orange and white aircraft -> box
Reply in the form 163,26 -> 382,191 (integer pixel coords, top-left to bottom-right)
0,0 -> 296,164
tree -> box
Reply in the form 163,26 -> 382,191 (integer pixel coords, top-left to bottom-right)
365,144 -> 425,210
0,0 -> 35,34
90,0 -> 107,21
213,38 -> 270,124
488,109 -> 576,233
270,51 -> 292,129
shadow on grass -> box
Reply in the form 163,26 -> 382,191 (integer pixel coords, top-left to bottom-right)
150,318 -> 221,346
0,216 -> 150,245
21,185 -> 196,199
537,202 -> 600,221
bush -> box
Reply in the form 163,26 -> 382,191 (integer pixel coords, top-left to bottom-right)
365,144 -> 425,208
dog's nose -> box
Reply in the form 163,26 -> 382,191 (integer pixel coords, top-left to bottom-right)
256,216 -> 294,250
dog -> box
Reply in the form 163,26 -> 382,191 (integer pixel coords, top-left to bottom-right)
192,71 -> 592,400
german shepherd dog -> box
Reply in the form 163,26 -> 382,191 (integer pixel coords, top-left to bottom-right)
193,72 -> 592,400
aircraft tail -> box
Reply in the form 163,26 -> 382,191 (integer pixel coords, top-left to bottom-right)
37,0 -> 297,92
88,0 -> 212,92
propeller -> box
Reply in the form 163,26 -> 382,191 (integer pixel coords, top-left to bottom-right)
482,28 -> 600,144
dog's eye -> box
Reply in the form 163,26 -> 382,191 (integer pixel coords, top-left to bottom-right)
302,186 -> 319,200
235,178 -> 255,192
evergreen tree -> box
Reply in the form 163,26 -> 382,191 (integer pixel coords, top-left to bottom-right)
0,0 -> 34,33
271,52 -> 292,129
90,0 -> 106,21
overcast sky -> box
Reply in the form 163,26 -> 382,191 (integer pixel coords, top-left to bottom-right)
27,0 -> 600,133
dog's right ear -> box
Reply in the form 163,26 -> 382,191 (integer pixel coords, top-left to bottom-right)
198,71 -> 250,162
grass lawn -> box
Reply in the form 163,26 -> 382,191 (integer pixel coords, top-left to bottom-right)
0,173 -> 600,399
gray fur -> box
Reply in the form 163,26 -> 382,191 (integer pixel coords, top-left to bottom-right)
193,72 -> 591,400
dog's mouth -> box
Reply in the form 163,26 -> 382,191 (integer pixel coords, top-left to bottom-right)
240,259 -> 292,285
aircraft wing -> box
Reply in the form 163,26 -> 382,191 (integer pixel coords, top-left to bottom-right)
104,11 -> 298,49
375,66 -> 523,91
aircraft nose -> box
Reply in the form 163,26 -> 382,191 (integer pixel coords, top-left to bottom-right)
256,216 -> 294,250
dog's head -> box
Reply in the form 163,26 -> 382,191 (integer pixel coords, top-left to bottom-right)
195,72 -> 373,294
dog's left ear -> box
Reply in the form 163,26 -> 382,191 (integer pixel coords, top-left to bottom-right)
....
EXERCISE OBJECTIVE: Write out all of the data above as a numbered list, one line per number, leaving out any blank lines.

COMPLETE OUTPUT:
1. orange and white aircraft -> box
2. Reply in the form 163,26 -> 382,191 (integer pixel coords, top-left to bottom-right)
3. 0,0 -> 296,164
4. tree -> box
5. Reply in the form 163,26 -> 382,191 (integer pixel coords, top-left to bottom-right)
6. 365,144 -> 425,210
7. 0,0 -> 35,34
8. 90,0 -> 107,21
9. 213,38 -> 270,124
10. 488,109 -> 576,233
11. 270,51 -> 292,129
12. shadow on grass -> box
13. Reply in the form 163,26 -> 382,191 (integer pixel coords, top-left to bottom-right)
14. 150,318 -> 221,346
15. 0,216 -> 150,245
16. 21,185 -> 196,199
17. 537,202 -> 600,221
18. bush -> box
19. Reply in the form 163,26 -> 382,191 (integer pixel coords, top-left to bottom-right)
20. 365,144 -> 425,208
21. dog's nose -> box
22. Reply in the form 163,26 -> 382,191 (integer pixel coords, top-left to bottom-right)
23. 256,216 -> 294,250
24. dog -> box
25. Reply in the form 163,26 -> 382,191 (integer pixel coords, top-left to bottom-right)
26. 192,71 -> 592,400
27. german shepherd dog -> box
28. Reply in the form 163,26 -> 382,191 (integer pixel coords, top-left to bottom-right)
29. 193,72 -> 592,400
30. aircraft tail -> box
31. Reply in the form 163,26 -> 382,191 (integer pixel coords, top-left to bottom-right)
32. 37,0 -> 297,92
33. 88,0 -> 212,92
34. propeller -> box
35. Reply in the form 163,26 -> 382,191 (integer pixel coords, top-left to bottom-right)
36. 482,28 -> 600,144
37. dog's eye -> box
38. Reply in the form 163,26 -> 382,191 (integer pixel coords, top-left to bottom-right)
39. 302,186 -> 319,200
40. 235,178 -> 255,192
41. evergreen tree -> box
42. Reply in the form 163,26 -> 382,191 (integer pixel coords, top-left to bottom-right)
43. 0,0 -> 34,33
44. 271,52 -> 292,129
45. 90,0 -> 106,21
46. overcast sky -> box
47. Reply in the form 163,26 -> 382,191 (integer pixel coords, top-left to bottom-right)
48. 27,0 -> 600,133
49. dog's right ear -> box
50. Reply in the form 163,26 -> 382,191 (integer pixel coords, top-left to bottom-right)
51. 198,71 -> 250,162
52. grass lawn -> box
53. Reply in the form 163,26 -> 382,191 (integer pixel coords, top-left to bottom-right)
54. 0,173 -> 600,399
55. gray fur -> box
56. Reply in the form 163,26 -> 382,191 (integer pixel coords, top-left to bottom-right)
57. 193,72 -> 591,400
58. dog's mouth -> box
59. Reply in the form 163,26 -> 382,191 (integer pixel coords, top-left to bottom-right)
60. 240,259 -> 292,285
61. aircraft wing -> box
62. Reply in the form 163,26 -> 382,191 (integer pixel coords, top-left to bottom-right)
63. 104,11 -> 298,49
64. 375,66 -> 523,91
65. aircraft nose -> box
66. Reply in the form 163,26 -> 382,191 (integer pixel coords, top-left to bottom-right)
67. 256,216 -> 294,250
68. dog's head -> box
69. Reply in the form 163,26 -> 382,191 (integer pixel coords, top-left to bottom-right)
70. 195,72 -> 373,294
71. dog's left ear -> box
72. Reply in the form 163,26 -> 382,191 (integer pixel coords, top-left to bottom-right)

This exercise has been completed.